Challenge 1: Count the lines of the listing below that contain the string "floor", where case counts, and give only the number.

Excerpted passage:

━━━━

I discussed this idea with Yitzhak Mandelbaum in personal email based on his work with the Transformer library.
In the following replies, I’ll repeat our conversation from 2022:
Me:
Since the last time I hacked on clang-tidy, the Transformer library has
been added. From what I can tell in the commit history and email list
archives, you are the primary author.
Thanks for adding this library!
Having written a bunch of clang-tidy checks[*], I have come to the
conclusion that many refactorings we’d like to write could be handled
by a scriptable tool. The DSLs for expressing edits and rewrite rules
in the Transformer lib puts us almost all the way towards having such
a tool. Imagine if we could write the edits and the rewrite rules as
easily as we write matchers in clang-query.
For many organizations, I think writing C++ that directly manipulates
the AST and the source code transformations is too high a burden for
writing their own transformations. Particularly if those
transformations are of a migratory nature and are “fire once and
forget” for their code base.
If we could get a script-like language mechanism in place for writing
transformations, I think it would make this accessible to many more
people.
It appears that you wrote some parsing support in Transformer already.
I’d like to collaborate with you on adding more parsing support for
the remainder of the DSLs so that we can move closer to a scripted
clang-tidy check.
What do you think?
Yitzhak Mandelbaum:
Thanks for reaching out. I’d be happy to work on this together. I already
have a language and parser that covers many of the available Stencil
combinators, I just haven’t had the chance to make the patches for
committing it. This could be a good forcing function. :)
That said, you
might find you prefer a different language. This one is designed in “format
string” style, vs the clang-query language and my own range language which
mimic the C++ libraries they’re based on. I’ve pasted the 1-page guide
below so you can see what I mean.
That said, I should note that we’ve had this language available for general
use for > 2 years, integrated into a web UI, and we haven’t seen much
adoption. In practice, I think a lot of migrations end up needing at least
some custom matchers and/or Stencils (more the former than the latter).

━━━━

Supplied data:

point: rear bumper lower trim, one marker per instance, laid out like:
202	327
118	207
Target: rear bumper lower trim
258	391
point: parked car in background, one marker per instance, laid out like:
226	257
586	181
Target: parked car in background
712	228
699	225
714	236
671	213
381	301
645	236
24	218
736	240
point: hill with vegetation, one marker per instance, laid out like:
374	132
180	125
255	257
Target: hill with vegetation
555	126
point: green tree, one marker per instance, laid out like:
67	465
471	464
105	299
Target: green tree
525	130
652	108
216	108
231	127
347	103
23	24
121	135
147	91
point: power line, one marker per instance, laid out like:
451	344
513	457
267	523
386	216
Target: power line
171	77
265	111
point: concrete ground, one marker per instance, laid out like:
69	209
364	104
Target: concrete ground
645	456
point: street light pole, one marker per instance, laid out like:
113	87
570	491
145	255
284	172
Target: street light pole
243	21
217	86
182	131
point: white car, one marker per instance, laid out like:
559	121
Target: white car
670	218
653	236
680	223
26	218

━━━━

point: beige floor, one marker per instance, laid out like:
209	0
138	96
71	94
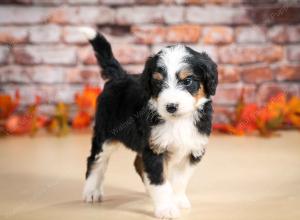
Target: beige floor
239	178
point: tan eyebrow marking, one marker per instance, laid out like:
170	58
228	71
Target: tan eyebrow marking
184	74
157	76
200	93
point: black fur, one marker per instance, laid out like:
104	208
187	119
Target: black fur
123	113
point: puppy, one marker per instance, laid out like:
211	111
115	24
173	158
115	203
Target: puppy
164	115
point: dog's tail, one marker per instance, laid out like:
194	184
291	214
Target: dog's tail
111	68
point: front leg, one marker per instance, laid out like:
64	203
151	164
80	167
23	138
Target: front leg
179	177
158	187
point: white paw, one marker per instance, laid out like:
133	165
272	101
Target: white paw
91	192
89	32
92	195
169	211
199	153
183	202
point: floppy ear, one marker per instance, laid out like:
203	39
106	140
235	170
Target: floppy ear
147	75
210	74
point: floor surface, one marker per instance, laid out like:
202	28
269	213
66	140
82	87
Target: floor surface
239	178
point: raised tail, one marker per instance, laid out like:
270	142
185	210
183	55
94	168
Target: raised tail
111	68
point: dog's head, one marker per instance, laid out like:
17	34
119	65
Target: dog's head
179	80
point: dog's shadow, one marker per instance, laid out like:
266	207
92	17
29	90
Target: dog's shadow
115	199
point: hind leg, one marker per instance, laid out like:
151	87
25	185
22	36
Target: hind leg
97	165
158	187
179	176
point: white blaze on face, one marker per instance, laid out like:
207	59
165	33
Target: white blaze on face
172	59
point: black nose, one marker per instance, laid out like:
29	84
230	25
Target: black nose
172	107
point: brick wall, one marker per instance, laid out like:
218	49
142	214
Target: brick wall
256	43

━━━━

Challenge 2: Summarize the email exchange about the Transformer library in two sentences.

Task answer 1: 4

Task answer 2: The writer proposes working with Yitzhak Mandelbaum on parsing support for the Transformer library's DSLs so that refactorings could be written as scripted clang-tidy checks, since writing C++ that manipulates the AST is too high a burden for many organizations. Mandelbaum agrees and mentions an existing "format string" style language and parser that covers many Stencil combinators, but notes that it has seen little adoption in over two years because many migrations need at least some custom matchers or Stencils.